**Problem description**
Which lines in the items below contain the string "cluster"? Show each of them in full, matching case exactly.

Stored dataset items:
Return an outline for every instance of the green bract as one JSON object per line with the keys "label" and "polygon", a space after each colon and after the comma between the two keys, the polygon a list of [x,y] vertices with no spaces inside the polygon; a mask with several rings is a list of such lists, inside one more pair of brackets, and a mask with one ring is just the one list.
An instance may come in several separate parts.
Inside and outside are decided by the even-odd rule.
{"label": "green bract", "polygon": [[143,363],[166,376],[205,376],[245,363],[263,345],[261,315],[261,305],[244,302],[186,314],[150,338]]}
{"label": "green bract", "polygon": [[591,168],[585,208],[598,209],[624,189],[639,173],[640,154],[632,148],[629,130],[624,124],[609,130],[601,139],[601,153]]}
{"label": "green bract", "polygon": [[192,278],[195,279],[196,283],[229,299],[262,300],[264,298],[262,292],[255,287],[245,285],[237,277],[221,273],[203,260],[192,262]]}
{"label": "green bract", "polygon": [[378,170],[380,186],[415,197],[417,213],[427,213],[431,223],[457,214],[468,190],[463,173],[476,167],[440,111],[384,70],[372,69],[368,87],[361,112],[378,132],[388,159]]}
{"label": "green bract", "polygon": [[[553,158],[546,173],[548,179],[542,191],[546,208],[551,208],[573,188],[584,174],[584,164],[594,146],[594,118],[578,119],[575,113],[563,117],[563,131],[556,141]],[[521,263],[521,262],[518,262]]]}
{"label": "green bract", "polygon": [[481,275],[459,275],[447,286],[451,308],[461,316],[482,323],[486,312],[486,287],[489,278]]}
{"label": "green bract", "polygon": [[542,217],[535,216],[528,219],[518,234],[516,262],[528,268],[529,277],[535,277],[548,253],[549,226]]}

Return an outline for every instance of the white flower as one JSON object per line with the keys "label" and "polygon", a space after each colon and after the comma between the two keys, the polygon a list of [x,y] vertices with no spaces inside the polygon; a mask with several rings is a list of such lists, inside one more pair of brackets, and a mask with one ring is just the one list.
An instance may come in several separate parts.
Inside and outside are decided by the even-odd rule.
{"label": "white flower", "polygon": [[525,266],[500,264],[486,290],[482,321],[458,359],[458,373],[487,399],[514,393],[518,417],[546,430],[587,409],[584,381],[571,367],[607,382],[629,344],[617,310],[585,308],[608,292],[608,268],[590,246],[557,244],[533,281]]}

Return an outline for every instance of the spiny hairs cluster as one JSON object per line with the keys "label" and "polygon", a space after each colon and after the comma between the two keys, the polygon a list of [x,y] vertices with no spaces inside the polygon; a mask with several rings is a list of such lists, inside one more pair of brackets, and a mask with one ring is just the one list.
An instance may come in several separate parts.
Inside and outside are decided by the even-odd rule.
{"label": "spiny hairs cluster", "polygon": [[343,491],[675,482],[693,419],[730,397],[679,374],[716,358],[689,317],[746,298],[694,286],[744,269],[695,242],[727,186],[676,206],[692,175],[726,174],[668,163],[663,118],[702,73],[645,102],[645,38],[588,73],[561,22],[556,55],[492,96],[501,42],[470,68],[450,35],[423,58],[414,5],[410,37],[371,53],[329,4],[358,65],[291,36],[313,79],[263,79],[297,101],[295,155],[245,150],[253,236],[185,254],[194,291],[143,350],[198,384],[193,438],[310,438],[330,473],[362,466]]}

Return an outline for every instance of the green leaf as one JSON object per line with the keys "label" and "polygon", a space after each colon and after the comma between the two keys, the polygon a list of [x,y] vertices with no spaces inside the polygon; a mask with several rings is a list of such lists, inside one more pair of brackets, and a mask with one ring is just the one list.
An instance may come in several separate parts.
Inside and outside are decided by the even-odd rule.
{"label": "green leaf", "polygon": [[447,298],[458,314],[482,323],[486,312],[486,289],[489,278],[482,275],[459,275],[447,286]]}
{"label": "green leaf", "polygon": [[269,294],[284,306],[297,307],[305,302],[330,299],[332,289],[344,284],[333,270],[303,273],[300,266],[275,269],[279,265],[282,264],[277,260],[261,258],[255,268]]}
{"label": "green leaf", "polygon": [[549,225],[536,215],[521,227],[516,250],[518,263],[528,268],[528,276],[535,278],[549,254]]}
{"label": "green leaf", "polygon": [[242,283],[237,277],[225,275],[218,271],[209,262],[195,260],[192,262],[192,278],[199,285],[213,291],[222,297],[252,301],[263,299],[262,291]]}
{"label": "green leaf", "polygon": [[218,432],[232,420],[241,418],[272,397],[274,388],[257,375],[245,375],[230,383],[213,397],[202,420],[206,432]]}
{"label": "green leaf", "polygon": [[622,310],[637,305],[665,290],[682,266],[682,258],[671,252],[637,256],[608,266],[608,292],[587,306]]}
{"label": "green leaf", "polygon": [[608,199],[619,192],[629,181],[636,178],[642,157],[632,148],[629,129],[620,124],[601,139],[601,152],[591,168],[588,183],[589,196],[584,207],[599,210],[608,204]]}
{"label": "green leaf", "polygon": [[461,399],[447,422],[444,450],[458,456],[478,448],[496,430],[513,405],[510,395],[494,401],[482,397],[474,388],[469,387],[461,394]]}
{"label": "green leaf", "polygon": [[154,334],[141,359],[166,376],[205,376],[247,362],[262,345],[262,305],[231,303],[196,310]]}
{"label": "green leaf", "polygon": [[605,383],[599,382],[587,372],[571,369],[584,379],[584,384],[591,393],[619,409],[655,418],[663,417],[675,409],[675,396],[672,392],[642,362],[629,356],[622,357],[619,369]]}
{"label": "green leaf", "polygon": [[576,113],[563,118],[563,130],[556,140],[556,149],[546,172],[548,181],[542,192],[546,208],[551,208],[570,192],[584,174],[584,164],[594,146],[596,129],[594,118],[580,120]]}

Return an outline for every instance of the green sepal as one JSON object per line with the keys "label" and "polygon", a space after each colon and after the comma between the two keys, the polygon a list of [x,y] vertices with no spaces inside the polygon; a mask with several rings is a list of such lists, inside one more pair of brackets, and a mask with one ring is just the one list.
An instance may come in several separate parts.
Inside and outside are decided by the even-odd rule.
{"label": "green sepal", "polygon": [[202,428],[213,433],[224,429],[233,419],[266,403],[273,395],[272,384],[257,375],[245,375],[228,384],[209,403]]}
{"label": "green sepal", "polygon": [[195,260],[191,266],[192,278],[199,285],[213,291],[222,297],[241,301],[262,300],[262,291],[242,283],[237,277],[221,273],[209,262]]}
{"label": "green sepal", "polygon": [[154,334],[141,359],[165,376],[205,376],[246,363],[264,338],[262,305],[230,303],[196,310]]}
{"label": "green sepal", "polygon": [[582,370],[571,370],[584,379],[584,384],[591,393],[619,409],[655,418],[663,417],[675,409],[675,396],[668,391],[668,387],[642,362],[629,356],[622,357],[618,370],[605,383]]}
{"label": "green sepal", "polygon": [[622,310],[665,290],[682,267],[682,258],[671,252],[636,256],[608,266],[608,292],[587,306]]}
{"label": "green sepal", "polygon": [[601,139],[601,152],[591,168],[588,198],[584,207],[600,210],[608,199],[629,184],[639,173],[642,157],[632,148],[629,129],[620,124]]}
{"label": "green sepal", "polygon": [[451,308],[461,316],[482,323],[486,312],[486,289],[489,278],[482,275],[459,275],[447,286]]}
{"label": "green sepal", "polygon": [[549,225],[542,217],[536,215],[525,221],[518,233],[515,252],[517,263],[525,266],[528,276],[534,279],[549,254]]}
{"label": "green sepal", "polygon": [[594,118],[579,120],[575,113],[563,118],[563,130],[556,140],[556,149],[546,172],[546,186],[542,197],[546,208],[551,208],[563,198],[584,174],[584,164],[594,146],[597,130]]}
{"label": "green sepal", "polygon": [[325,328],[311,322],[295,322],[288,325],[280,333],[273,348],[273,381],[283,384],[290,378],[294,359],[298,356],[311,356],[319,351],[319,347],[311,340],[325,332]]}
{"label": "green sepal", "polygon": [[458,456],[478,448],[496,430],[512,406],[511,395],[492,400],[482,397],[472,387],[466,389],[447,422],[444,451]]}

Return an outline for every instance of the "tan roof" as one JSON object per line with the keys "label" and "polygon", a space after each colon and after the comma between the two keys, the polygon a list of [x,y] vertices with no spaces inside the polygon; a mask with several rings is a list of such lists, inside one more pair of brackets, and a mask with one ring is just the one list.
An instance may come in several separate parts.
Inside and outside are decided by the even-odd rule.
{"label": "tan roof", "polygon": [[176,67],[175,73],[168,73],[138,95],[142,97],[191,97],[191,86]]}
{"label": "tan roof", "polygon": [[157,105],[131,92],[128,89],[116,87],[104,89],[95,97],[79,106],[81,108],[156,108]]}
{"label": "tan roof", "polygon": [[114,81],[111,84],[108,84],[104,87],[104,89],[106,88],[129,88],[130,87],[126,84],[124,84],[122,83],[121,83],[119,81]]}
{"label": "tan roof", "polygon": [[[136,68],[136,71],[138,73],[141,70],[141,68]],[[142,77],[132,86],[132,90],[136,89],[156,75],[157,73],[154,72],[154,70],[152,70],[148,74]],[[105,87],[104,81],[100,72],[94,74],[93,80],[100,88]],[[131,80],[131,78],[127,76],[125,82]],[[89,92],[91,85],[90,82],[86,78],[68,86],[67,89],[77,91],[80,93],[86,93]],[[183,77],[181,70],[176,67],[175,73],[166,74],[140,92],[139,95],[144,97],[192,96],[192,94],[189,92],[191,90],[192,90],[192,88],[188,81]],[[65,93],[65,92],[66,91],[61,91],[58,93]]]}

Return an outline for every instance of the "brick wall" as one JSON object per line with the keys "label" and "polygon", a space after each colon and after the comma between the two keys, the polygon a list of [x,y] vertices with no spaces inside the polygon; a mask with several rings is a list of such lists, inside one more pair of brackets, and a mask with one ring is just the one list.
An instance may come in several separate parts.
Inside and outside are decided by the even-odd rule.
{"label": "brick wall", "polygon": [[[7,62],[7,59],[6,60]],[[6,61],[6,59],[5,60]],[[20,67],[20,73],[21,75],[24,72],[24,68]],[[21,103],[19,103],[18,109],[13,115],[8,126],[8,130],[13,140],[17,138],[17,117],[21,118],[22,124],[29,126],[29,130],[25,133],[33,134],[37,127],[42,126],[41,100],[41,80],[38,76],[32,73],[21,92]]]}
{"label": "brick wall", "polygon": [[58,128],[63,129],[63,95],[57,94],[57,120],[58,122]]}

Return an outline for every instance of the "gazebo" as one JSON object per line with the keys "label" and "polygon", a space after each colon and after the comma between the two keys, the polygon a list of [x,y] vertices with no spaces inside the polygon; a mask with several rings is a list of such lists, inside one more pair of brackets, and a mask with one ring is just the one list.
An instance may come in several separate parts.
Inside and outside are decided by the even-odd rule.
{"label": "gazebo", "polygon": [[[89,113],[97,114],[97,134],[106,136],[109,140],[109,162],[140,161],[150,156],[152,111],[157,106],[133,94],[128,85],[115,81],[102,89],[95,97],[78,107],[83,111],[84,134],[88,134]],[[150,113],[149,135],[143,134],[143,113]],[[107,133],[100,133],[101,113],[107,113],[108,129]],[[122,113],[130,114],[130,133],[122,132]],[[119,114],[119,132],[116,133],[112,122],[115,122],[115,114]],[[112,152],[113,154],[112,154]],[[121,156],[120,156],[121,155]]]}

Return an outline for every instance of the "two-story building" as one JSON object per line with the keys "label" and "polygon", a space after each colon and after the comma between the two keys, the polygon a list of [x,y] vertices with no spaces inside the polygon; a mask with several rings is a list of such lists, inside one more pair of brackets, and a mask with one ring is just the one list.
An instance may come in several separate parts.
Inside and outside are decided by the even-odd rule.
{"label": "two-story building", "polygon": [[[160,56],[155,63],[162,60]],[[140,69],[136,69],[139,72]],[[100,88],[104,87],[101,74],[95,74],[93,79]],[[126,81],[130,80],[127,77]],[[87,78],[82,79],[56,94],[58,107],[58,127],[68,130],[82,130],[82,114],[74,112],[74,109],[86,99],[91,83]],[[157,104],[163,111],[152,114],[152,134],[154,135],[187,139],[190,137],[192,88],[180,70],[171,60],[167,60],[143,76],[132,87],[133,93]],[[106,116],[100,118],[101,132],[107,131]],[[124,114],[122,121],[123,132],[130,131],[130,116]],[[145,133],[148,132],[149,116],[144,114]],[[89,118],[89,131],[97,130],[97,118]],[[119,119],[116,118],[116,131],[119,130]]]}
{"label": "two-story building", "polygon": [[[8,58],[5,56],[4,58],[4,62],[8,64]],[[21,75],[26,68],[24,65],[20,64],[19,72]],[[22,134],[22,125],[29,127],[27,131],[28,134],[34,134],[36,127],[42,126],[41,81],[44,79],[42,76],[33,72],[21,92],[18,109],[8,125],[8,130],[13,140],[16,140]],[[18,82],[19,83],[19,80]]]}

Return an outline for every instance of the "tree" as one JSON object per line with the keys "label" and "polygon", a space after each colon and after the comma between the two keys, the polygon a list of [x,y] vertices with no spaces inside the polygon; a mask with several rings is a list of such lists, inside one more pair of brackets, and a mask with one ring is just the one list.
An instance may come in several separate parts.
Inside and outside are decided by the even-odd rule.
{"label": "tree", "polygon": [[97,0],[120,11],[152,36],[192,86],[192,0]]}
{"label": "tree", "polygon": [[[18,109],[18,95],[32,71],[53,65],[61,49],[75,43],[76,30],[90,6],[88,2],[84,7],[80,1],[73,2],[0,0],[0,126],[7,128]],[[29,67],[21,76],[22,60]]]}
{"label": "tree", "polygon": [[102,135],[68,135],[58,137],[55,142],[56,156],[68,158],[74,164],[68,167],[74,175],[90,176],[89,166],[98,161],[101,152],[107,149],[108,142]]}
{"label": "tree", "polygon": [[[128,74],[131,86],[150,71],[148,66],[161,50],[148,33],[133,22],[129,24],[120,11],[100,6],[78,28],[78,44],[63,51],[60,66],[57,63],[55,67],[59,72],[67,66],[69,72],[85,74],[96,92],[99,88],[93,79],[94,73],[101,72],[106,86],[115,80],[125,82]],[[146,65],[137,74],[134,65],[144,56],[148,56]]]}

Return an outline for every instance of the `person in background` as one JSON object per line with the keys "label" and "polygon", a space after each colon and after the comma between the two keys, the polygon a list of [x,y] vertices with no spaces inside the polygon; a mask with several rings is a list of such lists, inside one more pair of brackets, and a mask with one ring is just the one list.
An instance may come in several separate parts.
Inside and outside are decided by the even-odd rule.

**Correct output**
Return an outline for every instance of the spiny hairs cluster as one JSON object per line with the keys "label" and "polygon", a space after each colon and after the comma between the two keys, the polygon a list of [x,y] vertices with no spaces inside the polygon; a mask with several rings is a list of such lists, inside one more pair of brackets, and a mask with one ring is just the one list.
{"label": "spiny hairs cluster", "polygon": [[343,491],[675,482],[693,419],[730,397],[679,374],[716,358],[689,317],[746,298],[694,286],[744,269],[695,242],[727,186],[676,206],[692,175],[726,174],[668,163],[663,118],[702,73],[645,102],[645,38],[588,73],[561,22],[556,55],[492,96],[501,42],[470,68],[450,35],[423,58],[414,5],[410,37],[371,53],[329,4],[358,65],[291,36],[313,79],[263,79],[297,101],[295,155],[245,150],[253,236],[185,254],[194,291],[143,350],[198,384],[193,438],[310,438],[330,473],[362,466]]}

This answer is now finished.